**YOUR INSTRUCTIONS**
The lines to extract start at the one containing "the woman's hand" and end with the last line; give them exactly and nothing more.

**DATA FOR THIS EXERCISE**
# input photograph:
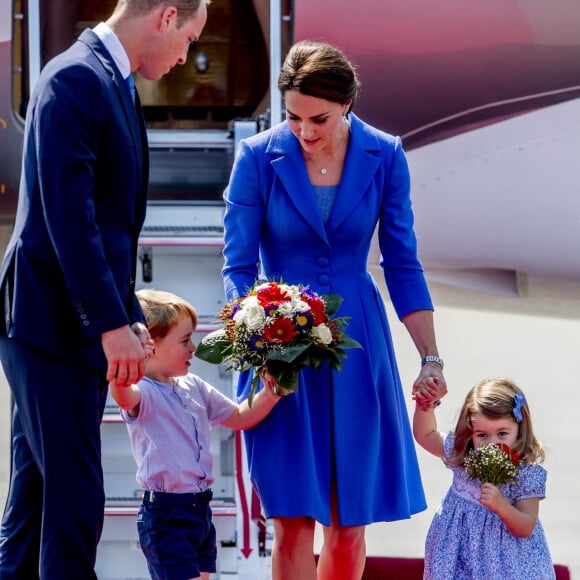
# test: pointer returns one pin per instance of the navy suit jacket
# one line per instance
(69, 269)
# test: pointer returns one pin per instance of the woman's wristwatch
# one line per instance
(432, 358)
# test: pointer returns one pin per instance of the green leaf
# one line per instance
(214, 347)
(332, 303)
(288, 354)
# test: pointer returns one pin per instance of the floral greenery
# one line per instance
(492, 463)
(279, 327)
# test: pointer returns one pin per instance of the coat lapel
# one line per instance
(288, 164)
(361, 164)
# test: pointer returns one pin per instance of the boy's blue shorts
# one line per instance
(177, 539)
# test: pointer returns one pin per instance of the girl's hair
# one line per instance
(319, 70)
(494, 398)
(163, 310)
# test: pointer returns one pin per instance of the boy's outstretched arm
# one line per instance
(425, 430)
(128, 398)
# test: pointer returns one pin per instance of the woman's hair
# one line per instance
(319, 70)
(495, 398)
(163, 310)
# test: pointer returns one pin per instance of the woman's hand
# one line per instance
(429, 387)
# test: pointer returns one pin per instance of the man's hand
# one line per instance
(125, 355)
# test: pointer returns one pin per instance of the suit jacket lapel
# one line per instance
(134, 116)
(131, 110)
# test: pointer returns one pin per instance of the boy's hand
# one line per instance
(271, 384)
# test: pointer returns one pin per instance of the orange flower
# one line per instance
(282, 331)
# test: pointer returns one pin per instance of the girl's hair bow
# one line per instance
(519, 402)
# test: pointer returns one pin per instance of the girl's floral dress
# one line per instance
(466, 540)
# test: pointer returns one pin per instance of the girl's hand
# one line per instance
(492, 498)
(429, 388)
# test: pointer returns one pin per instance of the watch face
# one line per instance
(432, 358)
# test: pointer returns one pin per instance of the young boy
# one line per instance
(169, 414)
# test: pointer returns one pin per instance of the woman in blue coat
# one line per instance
(302, 204)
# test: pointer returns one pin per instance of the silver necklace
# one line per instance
(324, 170)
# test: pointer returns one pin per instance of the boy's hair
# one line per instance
(163, 310)
(494, 398)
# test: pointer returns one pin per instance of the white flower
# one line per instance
(322, 333)
(251, 314)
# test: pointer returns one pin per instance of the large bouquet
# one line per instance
(493, 463)
(279, 327)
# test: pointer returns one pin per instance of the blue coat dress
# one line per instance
(352, 426)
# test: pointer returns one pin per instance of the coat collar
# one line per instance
(361, 163)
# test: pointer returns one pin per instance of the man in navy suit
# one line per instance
(72, 322)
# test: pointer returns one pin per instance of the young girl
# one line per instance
(169, 414)
(483, 531)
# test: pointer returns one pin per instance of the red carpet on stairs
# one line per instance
(412, 569)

**SOLUTION TO THIS TASK**
# test: pointer returns one pin per instance of the woman's hand
# one line per instance
(429, 387)
# test: pointer returns one pin per instance of the man's hand
# one line per instance
(125, 355)
# test: pointer returns one pin per instance of the suit jacket lapel
# one line per instance
(134, 116)
(131, 110)
# test: pointer returns one pin per instance of the boy's hand
# one line per instance
(271, 384)
# test: pointer returns one pin per instance of the orange flower
# one line per instance
(282, 331)
# test: pointer returns one pin per instance of the girl's hair bow
# one line per instance
(519, 402)
# test: pointer returns one pin per instance of the girl's floral dress
# one line per instance
(466, 540)
# test: pointer returns one pin per instance of the girl's hand
# one line per instance
(492, 498)
(429, 388)
# test: pointer returns one pin per instance of the watch face
# one line per instance
(432, 358)
# test: pointer returns one pin per instance of the young boy
# one line per instance
(169, 414)
# test: pointer returns one pin per instance of the woman in blue coat
# one line per instance
(302, 204)
# test: pointer returns one pin per instance of the silver necklace
# one line per instance
(324, 170)
# test: pointer returns one pin per instance of the boy's hair
# one line per instance
(163, 310)
(494, 398)
# test: pointer returns one pin per instance of the white flower
# one line per instance
(322, 333)
(251, 314)
# test: pointer returns one pin per instance of the large bouquet
# one line per instance
(493, 463)
(279, 327)
# test: pointer returns one pin per instance of the blue coat dress
# one line per instance
(352, 426)
# test: pointer returns one pin per instance of the coat collar
# one line per instance
(361, 163)
# test: pointer returns one pin per instance of the man in navy suit
# one line per instance
(72, 322)
# test: pointer returns one pin per instance of the young girl
# one line per instance
(169, 414)
(483, 531)
# test: pointer returns one pin per instance of the red carpet on stairs
# one line per instance
(412, 569)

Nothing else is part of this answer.